##### Information shown
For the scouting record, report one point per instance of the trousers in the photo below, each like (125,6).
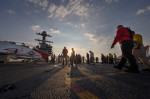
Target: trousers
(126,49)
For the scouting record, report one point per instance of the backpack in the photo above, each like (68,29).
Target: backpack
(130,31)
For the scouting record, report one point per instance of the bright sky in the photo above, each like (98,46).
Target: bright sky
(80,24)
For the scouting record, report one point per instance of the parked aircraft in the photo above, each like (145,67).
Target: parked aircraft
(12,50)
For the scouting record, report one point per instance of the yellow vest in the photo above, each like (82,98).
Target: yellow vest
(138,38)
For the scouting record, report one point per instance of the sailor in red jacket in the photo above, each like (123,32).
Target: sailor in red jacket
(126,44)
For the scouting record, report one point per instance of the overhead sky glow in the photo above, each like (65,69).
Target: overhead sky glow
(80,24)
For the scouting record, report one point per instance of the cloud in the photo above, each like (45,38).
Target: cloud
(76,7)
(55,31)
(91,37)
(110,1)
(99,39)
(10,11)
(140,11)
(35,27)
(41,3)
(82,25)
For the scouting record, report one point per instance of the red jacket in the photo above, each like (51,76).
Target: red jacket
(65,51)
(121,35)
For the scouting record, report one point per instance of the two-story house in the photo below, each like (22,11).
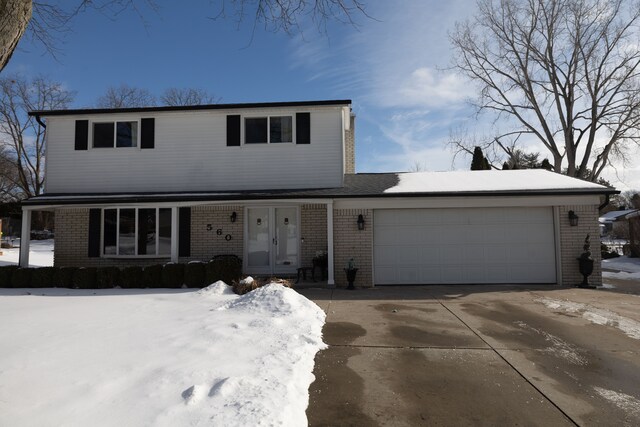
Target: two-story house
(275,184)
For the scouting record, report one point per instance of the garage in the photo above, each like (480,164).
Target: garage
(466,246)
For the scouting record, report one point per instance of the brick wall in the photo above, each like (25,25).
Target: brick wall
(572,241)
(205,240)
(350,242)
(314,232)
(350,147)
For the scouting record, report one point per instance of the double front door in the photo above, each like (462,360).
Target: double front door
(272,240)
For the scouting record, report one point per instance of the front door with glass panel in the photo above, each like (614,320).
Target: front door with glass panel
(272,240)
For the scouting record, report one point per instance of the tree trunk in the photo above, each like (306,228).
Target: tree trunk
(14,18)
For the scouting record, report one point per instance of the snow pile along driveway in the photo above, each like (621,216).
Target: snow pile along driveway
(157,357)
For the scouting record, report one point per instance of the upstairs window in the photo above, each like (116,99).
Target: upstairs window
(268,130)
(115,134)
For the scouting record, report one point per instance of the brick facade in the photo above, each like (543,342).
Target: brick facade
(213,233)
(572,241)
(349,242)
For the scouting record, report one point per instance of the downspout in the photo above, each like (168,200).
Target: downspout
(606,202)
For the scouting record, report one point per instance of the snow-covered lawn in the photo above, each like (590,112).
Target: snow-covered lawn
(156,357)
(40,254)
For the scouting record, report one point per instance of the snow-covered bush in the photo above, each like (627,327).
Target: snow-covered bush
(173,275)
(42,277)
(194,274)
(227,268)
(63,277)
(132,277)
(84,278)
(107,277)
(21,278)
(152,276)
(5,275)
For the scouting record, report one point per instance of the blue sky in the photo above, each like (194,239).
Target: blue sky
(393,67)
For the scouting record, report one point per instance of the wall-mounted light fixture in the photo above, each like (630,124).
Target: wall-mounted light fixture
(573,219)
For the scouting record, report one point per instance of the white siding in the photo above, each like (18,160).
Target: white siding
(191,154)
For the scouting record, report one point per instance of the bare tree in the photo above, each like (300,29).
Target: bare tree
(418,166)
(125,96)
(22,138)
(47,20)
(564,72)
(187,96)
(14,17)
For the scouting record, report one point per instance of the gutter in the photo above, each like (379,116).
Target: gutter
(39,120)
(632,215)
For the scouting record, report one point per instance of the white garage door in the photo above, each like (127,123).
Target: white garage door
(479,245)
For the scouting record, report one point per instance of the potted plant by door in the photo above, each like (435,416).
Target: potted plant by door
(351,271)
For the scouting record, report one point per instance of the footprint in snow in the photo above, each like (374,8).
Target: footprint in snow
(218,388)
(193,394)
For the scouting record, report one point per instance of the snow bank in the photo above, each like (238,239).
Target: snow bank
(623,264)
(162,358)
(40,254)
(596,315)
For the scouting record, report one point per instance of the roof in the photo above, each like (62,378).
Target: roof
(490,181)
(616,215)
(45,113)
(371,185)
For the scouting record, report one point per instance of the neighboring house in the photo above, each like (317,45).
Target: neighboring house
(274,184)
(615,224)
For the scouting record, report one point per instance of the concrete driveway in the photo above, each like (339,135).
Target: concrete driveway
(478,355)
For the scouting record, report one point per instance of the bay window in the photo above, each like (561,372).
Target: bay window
##########
Reproduce every one of the lines above word for word, leaving out the pictures.

For the scouting record, report one point per instance of the trousers in the photo below, each like (125,6).
Target: trousers
(126,49)
For the scouting record, report one point per instance of the backpack in the photo above, each like (68,29).
Target: backpack
(130,31)
For the scouting record, report one point per instance of the bright sky in the photo above, each like (98,46).
Target: bright sky
(80,24)
For the scouting record, report one point per instance of the parked aircraft in the photo above, each like (145,67).
Target: parked aircraft
(12,50)
For the scouting record, report one point per instance of the yellow vest in the photo above, each like (82,98).
Target: yellow vest
(138,38)
For the scouting record, report one point per instance of the sailor in red jacket in the photo above, each like (123,32).
Target: sailor in red jacket
(126,44)
For the scouting record, report one point per instance of the overhead sky glow in the photo above, each like (65,69).
Target: overhead sky glow
(80,24)
For the scouting record, report one point per instance of the cloud in the photo above, each like (45,38).
Target: cloud
(76,7)
(55,31)
(91,37)
(110,1)
(99,39)
(10,11)
(140,11)
(35,27)
(41,3)
(82,25)
For the scouting record, report one point per instance of the red jacket in the photo above, each like (51,76).
Target: red jacket
(65,51)
(121,35)
For the scouting record, report one point per instance of the two-story house in the photo below, each like (22,11).
Target: two-story house
(275,184)
For the scouting record, report one point per instance of the garage in the photo above, each like (480,164).
Target: garage
(466,246)
For the scouting record, report one point per instance of the brick wall in the photo above, each like (25,25).
Target: brick wall
(572,241)
(205,240)
(350,242)
(314,232)
(350,147)
For the scouting record, report one point per instance of the double front door in the photo above, each like (462,360).
Target: double front door
(272,240)
For the scouting record, report one point per instance of the front door with glass panel in the photo above, each like (614,320).
Target: front door with glass panel
(272,240)
For the scouting record, report one point per instance of the tree trunk in the photo above, each like (306,228).
Target: tree trunk
(14,18)
For the scouting record, report one point per instance of the snow pile along driveway in the photo above, each like (621,216).
Target: snow pile along driveway
(157,357)
For the scouting record, report one point per instance of the upstairs window in the photo above, each like (116,99).
Target: upstairs window
(268,130)
(115,134)
For the scouting record, report one point per instance of the brick facade in the photo above, each like (543,342).
Target: brick facade
(213,233)
(572,241)
(349,242)
For the scouting record, report one point per instance of the downspout in the photo above, each like (168,200).
Target: downspout
(606,202)
For the scouting record, report one point per instance of the snow-covered lawn in the photo above, each like (590,112).
Target: snow-covered lawn
(156,357)
(40,254)
For the scouting record, report one point per instance of the snow-covered bush in the photo above, each like (627,327).
Target: snow-covered bush
(173,275)
(42,277)
(194,274)
(227,268)
(63,277)
(132,277)
(84,278)
(107,277)
(21,278)
(152,276)
(5,275)
For the scouting record, report one point per instance of the blue sky in the photo above, each like (194,239).
Target: blue sky
(393,67)
For the scouting record, report one point per instance of the wall-mounted light fixture in the photo above, each like (630,124).
Target: wall-mounted light fixture
(573,219)
For the scouting record, report one point per instance of the white siding in the photo above, each like (18,160).
Target: white siding
(191,154)
For the scouting record, report one point per instance of the bare tree in the photo above, each like (300,29).
Target: bare tree
(418,166)
(125,96)
(22,138)
(47,20)
(564,72)
(187,96)
(14,17)
For the scouting record, report one point per instance of the gutter in the photo above, each like (379,116).
Target: gutter
(39,120)
(632,215)
For the scouting record, report one point per instance of the white garage door in the photo above, each like (127,123).
Target: white garage door
(479,245)
For the scouting record, report one point per instance of the potted plant by door in the photo above, each like (435,416).
Target: potted plant by door
(351,271)
For the scouting record, report one point per instance of the footprint in snow in the photo above, each like (374,8).
Target: footprint in snow
(218,388)
(193,394)
For the scouting record, report one point per instance of the snow bank in the photo above, each like (238,239).
Target: snow bank
(623,264)
(162,358)
(40,254)
(596,315)
For the scouting record, report one point per instance of the roof in the photo above, each like (62,378).
Target: roof
(490,181)
(616,215)
(45,113)
(371,185)
For the scouting record, report one point per instance of the neighboring house in the photo above, each like (317,45).
Target: neighboring house
(274,184)
(615,224)
For the scouting record, report one point per instance of the concrete driveway in the photo above, each like (339,135).
Target: concrete driveway
(478,355)
For the scouting record, report one point per instance of the bay window in the photo above, each like (561,372).
Target: bay window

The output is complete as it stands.